> **Work to do**
[1] In the engagement ring guide, which of the 4Cs has the greatest effect on how a diamond looks to the eye?
[2] Decide whether each statement agrees with the engagement ring guide. Answer yes or no for each, and quote the deciding words. (a) Diamonds score 10 on the Mohs hardness scale. (b) The guide advises choosing the metal before the stone. (c) A 1-carat lab-grown diamond typically costs around £5,000.
[3] Repeat the passage of the engagement ring guide that starts at "Diamond engagement rings" and ends at "the same size.".

> **Selection**
++++++++

July 15, 2026 7 min read

buying engagement ring

Choosing an engagement ring should feel exciting. For most people, it also feels slightly overwhelming. There are hundreds of options, wildly varying prices, a vocabulary full of unfamiliar terms, and a real fear of getting it wrong.

The good news is that the process becomes much clearer once you break it into a few straightforward decisions. This guide walks through each one in order, so by the end you know exactly what to look for and what questions to ask.

Whether you are buying a diamond solitaire or a sapphire trilogy, whether your budget is £1,500 or £10,000, the same framework applies. Start with the stone, choose your setting, pick the metal, set the budget honestly, then find the right place to buy.

The  diamond engagement ring collection at Manna Jewellers in Birmingham's Jewellery Quarter covers all the main styles, and our  gemstone engagement ring collection includes ruby, sapphire and emerald options for couples who want something different. Every ring is hand-finished by our team in our on-site workshop.

Quick takeaways

  • When buying an engagement ring, decide on the stone type before setting or metal.

  • The four decisions are: stone, setting, metal, and budget.

  • Diamonds are the most common choice, but coloured gemstones are growing in popularity and can offer better value.

  • Solitaire, halo, trilogy and vintage are the four most popular setting styles.

  • Metal options are yellow gold, white gold, rose gold and platinum. Each suits different stones and skin tones.

  • Always check the hallmark before buying. UK law requires precious metals above a minimum weight to be hallmarked.

Step one: choose your stone

The stone is the first and most important decision when choosing an engagement ring. Everything else, setting, metal, width, shapes, builds around it.

Diamond engagement rings

Diamonds remain the most popular choice for UK engagement rings. They score 10 on the Mohs hardness scale, making them the most durable option for everyday wear. Their quality is assessed using the 4Cs: cut, colour, clarity and carat. Of the four, cut has the greatest impact on how the diamond looks to the eye, because a well-cut stone reflects light far more brilliantly than a poorly cut one of the same size.

Lab-grown diamonds are chemically and optically identical to mined diamonds and cost significantly less. A 1-carat lab-grown diamond typically costs around £1,500, compared to £5,000 or more for a mined stone of comparable quality. This is worth knowing if carat size matters to you.

++++++++

> **Raw records**
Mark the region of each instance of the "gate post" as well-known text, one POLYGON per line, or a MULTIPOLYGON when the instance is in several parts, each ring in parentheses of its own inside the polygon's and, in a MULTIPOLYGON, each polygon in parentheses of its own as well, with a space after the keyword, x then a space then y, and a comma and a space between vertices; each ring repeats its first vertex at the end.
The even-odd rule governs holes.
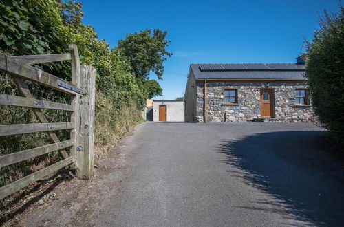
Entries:
MULTIPOLYGON (((76 87, 80 87, 80 59, 79 54, 78 52, 78 47, 75 44, 71 44, 69 45, 69 52, 71 56, 72 61, 72 83, 76 87)), ((77 148, 79 145, 78 142, 78 125, 80 123, 80 102, 79 102, 80 94, 76 94, 72 97, 72 105, 73 105, 74 111, 70 117, 70 120, 74 124, 74 128, 70 132, 70 139, 74 140, 75 143, 70 149, 70 156, 74 156, 76 158, 76 162, 72 165, 73 168, 78 167, 78 162, 76 161, 78 157, 77 148)))
POLYGON ((76 151, 76 177, 89 179, 94 173, 94 109, 96 69, 83 65, 80 88, 80 125, 78 142, 80 151, 76 151))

++++++++

> **Worked answers**
[1] Cut.

[2]
(a) Yes: "They score 10 on the Mohs hardness scale"
(b) No: "decide on the stone type before setting or metal."
(c) No: "A 1-carat lab-grown diamond typically costs around £1,500"

[3]
Diamond engagement rings

Diamonds remain the most popular choice for UK engagement rings. They score 10 on the Mohs hardness scale, making them the most durable option for everyday wear. Their quality is assessed using the 4Cs: cut, colour, clarity and carat. Of the four, cut has the greatest impact on how the diamond looks to the eye, because a well-cut stone reflects light far more brilliantly than a poorly cut one of the same size.